**Petunjuk Tugas**
Teruskan teks tentang industri keuangan global dan regional, dimulai tepat setelah kalimat terakhirnya.

**Teks Bacaan**
____________________

My Blog


Senin, 04 Mei 2015

Industri Keuangan Global VS Regional

Nama   : Ani Puji Lestari
NPM   : 20211909
Kelas   : 4EB09
  
Pada masa sekarang ini dampak dari adanya globalisasi terhadap perekonomian pada negara-negara yang sedang berkembang menjadi perdebatan yang tidak pernah berakhir. Globalisasi adalah proses integrasi internasional yang terjadi karena pertukaran pandangan dunia, produk, pemikiran, dan aspek-aspek kebudayaan lainnya. Kemajuan infrastruktur transportasi dan telekomunikasi, termasuk kemunculan telegraf dan internet, merupakan faktor utama dalam globalisasi yang semakin mendorong saling ketergantungan (interdependensi) aktivitas ekonomi dan budaya. Jadi globalisasi boleh dikatakan sudah masuk ke semua sendi-sendi kehidupan manusia di seluruh dunia ini yang mencakup aspek kehidupan sosial, politik, budaya, dan agama. Sedangkan regional merupakan hubungan internasional Indonesia dengan negara-negara lain, contohnya seperti hubungan dalam bidang perdagangan AFTA.

____________________

**Bagian Materi**
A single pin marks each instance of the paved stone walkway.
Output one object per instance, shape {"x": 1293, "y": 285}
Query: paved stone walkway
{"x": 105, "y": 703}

____________________

**Jawaban Tertulis**
Semakin kompleksnya industri jasa keuangan memang meningkatkan risiko sehingga menuntut pengawasan lebih. Pengaturan dan pengawasan sejumlah sektor jasa keuangan juga diharapkan menjadi sinergi kebijakan dan produk untuk menurunkan biaya transaksi. Seiring dengan meningkatnya perkembangan zaman, tingkat kebutuhan masyarakat atas pengelolaan dana yang dimiliki juga semakin meningkat. Bagi masyarakat yang hidup di negara-negara maju seperti Eropa dan Amerika, industri keuangan sudah dijadikan sebagai kebutuhan dasar yang harus dipenuhi sebagai wadah untuk menyimpan ataupun memanfaatkan dana yang mereka miliki sebagai dasar investasi, sedangkan bagi negara-negara berkembang seperti Indonesia, pemahaman akan kebutuhan serta fungsi industri keuangan dalam kehidupan belum begitu menyeluruh.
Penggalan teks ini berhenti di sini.